◆ **Collection entries**
○ ○ ○ ○

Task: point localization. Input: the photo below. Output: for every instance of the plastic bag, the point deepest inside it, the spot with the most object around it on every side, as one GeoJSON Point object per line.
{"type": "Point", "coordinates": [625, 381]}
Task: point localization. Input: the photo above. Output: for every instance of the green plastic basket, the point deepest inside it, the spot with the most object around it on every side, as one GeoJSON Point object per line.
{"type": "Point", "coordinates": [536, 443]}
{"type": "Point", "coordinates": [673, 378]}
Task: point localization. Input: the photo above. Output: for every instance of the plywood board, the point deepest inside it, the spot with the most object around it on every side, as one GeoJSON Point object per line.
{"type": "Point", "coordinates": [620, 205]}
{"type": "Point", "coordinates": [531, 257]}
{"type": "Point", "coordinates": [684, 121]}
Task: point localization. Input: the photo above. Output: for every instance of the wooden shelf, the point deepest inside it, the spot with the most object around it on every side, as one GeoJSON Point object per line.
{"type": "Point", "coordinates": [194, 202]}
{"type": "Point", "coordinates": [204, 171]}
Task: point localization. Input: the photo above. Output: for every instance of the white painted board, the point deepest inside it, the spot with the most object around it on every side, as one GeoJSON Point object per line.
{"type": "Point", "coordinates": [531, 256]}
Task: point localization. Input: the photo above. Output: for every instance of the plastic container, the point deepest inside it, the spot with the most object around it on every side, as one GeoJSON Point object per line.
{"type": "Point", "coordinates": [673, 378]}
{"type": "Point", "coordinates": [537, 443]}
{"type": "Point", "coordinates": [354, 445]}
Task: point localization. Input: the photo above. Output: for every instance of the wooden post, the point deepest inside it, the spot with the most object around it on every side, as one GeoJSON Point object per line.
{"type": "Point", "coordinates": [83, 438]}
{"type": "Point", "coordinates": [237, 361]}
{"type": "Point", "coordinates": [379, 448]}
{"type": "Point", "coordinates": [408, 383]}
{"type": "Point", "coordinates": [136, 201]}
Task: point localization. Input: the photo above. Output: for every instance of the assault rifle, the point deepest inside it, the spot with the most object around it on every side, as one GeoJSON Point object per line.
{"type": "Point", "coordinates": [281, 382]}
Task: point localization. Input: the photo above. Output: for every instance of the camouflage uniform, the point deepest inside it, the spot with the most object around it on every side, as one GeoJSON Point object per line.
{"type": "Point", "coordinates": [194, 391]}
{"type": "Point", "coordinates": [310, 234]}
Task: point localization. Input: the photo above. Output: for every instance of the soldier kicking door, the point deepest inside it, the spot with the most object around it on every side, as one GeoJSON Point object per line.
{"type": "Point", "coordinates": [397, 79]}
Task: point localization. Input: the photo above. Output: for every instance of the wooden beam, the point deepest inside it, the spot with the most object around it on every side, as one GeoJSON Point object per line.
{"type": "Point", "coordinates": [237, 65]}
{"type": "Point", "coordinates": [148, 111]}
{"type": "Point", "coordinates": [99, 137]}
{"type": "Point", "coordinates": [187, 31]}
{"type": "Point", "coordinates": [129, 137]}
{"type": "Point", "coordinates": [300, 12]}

○ ○ ○ ○

◆ **WHAT TO WORK ON**
Only the lines from the one containing "plastic container, the" through the end of the entries above belong in the answer; repeat them exactly.

◆ **ANSWER TO THE PROBLEM**
Task: point localization. Input: the photo above. Output: for every instance of the plastic container, the point deepest inside it, the spot with the most object around it on every side, as one GeoJSON Point object per line.
{"type": "Point", "coordinates": [673, 378]}
{"type": "Point", "coordinates": [537, 443]}
{"type": "Point", "coordinates": [354, 445]}
Task: point localization. Input: the photo above. Output: for every instance of the wooden post, the point deepest inside it, the spot with the most object around it on every side, as one GeoJSON Point object per line.
{"type": "Point", "coordinates": [83, 438]}
{"type": "Point", "coordinates": [237, 361]}
{"type": "Point", "coordinates": [379, 448]}
{"type": "Point", "coordinates": [408, 383]}
{"type": "Point", "coordinates": [136, 201]}
Task: point localization. Input: the photo above. Output: for every instance of the assault rifle, the point deepest inside it, the spot with the most object around it on every side, as one GeoJSON Point object per line.
{"type": "Point", "coordinates": [281, 382]}
Task: point localization. Input: the photo above. Output: for every instance of the camouflage uniform, the point deepest inside it, the spot with the most object around it on every side, as one GeoJSON Point object per line.
{"type": "Point", "coordinates": [194, 391]}
{"type": "Point", "coordinates": [310, 234]}
Task: point localization. Input: the photo above. Output: for every instance of the soldier kicking door, the point deepest inside it, the spot with the most object around it on every side, as one GeoJSON Point object per line.
{"type": "Point", "coordinates": [397, 79]}
Task: point localization. Input: the photo above. Output: for every instance of the wooden beam, the point deepest inside it, the spot with the most object around it on every side, as one GeoJSON Point object per line.
{"type": "Point", "coordinates": [237, 65]}
{"type": "Point", "coordinates": [148, 111]}
{"type": "Point", "coordinates": [99, 137]}
{"type": "Point", "coordinates": [187, 31]}
{"type": "Point", "coordinates": [129, 137]}
{"type": "Point", "coordinates": [300, 12]}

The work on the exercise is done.